=== 网页节选 ===

发布时间:2015-02-04 14:38


  论文摘要 随着两高“关于规范量刑程序若干问题的意见(试行)的颁发,检察机关依法开展了量刑建议程序的实践活动。笔者作为基层检察机关的一线办案人员,亲身体会到量刑制度设想在实践办案过程中,出现了不可避免的困境。因此,笔者试图通过阶段性的总结,在考察了量刑制度的制度设计,重点分析了该制度在司法实践中出现的问题,试图厘清症结,寻找解决方案。

  论文关键词 量刑改革模式 量刑程序 量刑建议权 证据开示制度 社会调查报告 

  考察量刑制度改革的沿革缘起于地区司法机关的探索,早在1999年北京市东城区检察院开始试行公诉人当庭发表量刑意见。2003年上海市各级检察机关全面实行量刑建议制度。中央层次的改革开始于2004年,最高人民法院公布《人民法院第二个五年改革纲要(2004~2008)》明确提出健全和完善相对独立的量刑程序。2005年,最高人民检察院下发《人民检察院量刑建议试点工作实施意见》,推行量刑建议改革试点。2009年,最高人民法院公布《人民法院量刑指导意见(试行)》,在全国范围内推行。2010年2月,《人民检察院开展量刑建议工作的指导意见(试行)》出台;9月,最高人民法院、最高人民检察院、公安部、国家安全部和司法部联合发布《关于规范量刑程序若干问题的意见(试行)》;10月,《人民法院量刑指导意见(试行)》、《关于积极推进量刑规范化改革全面开展量刑建议工作的通知》生效,法院、检察院量刑制度改革全面展开 。2012年,《刑事诉讼法》作了全面的修改,其中193条第一款规定:“法庭审理过程中,对与定罪、量刑有关的事实、证据都应当进行调查、辩论”,相较于修改前的《刑事诉讼法》第160条,明显的区别在于对有关量刑的事实、证据单独进行法庭调查、辩论,在程序上试图建立起相对独立的量刑程序,吸收了2004年以来量刑程序改革的成果。2014年1月,最高院再次下发修改后的《人民法院量刑指导意见(试行)》,时隔四年再次修订体现了中央对量刑制度改革的决心。不能否认的是,量刑改革确实起到了一定的效果,如上诉率、抗诉率均有不同程度的下降,服判息诉率也有明显的提升 。

===

任务 A → 根据网页节选,上海市各级检察机关在哪一年全面实行量刑建议制度?
任务 B → 对照网页节选,判断以下各项说法是否与之相符:(i)北京市东城区检察院于1999年开始试行公诉人当庭发表量刑意见;(ii)《人民法院量刑指导意见(试行)》是由最高人民检察院于2005年公布的;(iii)2014年1月,最高院下发了修改后的《人民法院量刑指导意见(试行)》。每项请回答“是”或“否”,并原文引用作为依据的语句。
任务 C → 请从网页节选中原样摘录一段文字,从“发布时间:2015-02-04 14:38”开始,到“试图厘清症结,寻找解决方案。”结束。

=== 提取数据 ===

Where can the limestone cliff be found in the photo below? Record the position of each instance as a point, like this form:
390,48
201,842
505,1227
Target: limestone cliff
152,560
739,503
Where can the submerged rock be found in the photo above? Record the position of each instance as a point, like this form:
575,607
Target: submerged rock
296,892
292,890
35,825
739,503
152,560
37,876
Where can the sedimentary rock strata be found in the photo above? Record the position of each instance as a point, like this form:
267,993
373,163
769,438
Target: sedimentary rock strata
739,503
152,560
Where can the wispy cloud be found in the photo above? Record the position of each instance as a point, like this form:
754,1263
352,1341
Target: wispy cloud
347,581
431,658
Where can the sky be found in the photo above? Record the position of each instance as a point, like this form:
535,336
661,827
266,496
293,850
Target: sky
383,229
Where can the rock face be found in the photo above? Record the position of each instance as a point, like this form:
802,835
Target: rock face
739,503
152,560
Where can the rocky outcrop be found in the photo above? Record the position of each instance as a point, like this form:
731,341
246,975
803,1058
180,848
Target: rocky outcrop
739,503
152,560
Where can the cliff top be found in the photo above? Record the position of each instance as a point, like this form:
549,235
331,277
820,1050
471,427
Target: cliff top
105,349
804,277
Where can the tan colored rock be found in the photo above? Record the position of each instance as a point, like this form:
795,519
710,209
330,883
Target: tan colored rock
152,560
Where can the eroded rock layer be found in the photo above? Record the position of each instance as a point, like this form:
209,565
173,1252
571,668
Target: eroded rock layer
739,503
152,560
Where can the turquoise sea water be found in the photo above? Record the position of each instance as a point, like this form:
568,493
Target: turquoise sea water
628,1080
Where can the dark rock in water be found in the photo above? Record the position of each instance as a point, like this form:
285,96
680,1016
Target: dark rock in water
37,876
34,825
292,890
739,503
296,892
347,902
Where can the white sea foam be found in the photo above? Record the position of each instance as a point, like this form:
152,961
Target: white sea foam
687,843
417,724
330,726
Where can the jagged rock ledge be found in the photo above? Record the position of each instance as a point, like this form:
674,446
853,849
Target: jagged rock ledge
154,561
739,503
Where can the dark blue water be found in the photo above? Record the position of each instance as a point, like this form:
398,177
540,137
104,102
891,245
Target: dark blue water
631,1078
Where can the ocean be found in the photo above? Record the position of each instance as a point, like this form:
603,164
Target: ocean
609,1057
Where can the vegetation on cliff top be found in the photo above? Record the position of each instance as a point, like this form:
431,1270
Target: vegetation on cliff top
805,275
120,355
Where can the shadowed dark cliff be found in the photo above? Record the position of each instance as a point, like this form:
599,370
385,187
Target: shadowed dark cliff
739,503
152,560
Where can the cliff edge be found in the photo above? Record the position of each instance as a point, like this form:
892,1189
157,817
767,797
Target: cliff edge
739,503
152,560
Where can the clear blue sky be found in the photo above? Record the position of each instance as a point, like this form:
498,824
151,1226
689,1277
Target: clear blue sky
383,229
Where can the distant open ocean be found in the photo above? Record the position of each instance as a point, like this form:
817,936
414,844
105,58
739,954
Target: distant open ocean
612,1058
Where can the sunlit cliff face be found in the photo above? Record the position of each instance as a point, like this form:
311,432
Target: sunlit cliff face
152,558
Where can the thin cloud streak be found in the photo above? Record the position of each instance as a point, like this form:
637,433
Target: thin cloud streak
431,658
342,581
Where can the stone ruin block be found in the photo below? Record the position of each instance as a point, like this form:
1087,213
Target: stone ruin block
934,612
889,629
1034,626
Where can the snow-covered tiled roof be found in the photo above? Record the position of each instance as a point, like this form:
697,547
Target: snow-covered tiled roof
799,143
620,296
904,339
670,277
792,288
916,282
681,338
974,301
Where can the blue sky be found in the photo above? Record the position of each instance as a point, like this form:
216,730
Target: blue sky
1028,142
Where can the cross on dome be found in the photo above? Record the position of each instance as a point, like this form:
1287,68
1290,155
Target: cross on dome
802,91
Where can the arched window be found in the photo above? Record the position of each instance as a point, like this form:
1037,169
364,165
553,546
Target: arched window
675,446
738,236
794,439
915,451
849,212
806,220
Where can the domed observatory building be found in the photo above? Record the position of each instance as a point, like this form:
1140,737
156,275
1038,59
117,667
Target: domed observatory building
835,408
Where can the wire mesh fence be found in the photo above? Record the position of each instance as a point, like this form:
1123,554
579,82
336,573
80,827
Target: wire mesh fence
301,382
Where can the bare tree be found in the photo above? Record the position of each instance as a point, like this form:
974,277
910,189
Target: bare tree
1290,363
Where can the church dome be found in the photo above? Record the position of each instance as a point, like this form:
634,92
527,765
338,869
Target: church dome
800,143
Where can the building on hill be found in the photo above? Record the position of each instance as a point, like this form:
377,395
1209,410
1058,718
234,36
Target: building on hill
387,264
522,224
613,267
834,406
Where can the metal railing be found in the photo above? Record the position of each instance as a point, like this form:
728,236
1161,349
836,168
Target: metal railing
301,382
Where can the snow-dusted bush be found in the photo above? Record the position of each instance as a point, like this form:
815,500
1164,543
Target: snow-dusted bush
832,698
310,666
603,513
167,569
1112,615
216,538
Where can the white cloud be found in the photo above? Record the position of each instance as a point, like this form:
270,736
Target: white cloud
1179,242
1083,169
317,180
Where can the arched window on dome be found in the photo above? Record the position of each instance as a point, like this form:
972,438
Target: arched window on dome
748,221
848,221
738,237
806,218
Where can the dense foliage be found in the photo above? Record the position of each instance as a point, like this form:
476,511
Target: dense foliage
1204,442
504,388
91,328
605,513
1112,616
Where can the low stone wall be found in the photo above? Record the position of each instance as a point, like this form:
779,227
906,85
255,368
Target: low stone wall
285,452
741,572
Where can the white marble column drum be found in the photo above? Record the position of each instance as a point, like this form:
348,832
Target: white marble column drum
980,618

===

书面解答 A → 2003年。

书面解答 B →
(i)是。依据:“早在1999年北京市东城区检察院开始试行公诉人当庭发表量刑意见”
(ii)否。依据:“2009年,最高人民法院公布《人民法院量刑指导意见(试行)》”
(iii)是。依据:“2014年1月,最高院再次下发修改后的《人民法院量刑指导意见(试行)》”

书面解答 C →
发布时间:2015-02-04 14:38


  论文摘要 随着两高“关于规范量刑程序若干问题的意见(试行)的颁发,检察机关依法开展了量刑建议程序的实践活动。笔者作为基层检察机关的一线办案人员,亲身体会到量刑制度设想在实践办案过程中,出现了不可避免的困境。因此,笔者试图通过阶段性的总结,在考察了量刑制度的制度设计,重点分析了该制度在司法实践中出现的问题,试图厘清症结,寻找解决方案。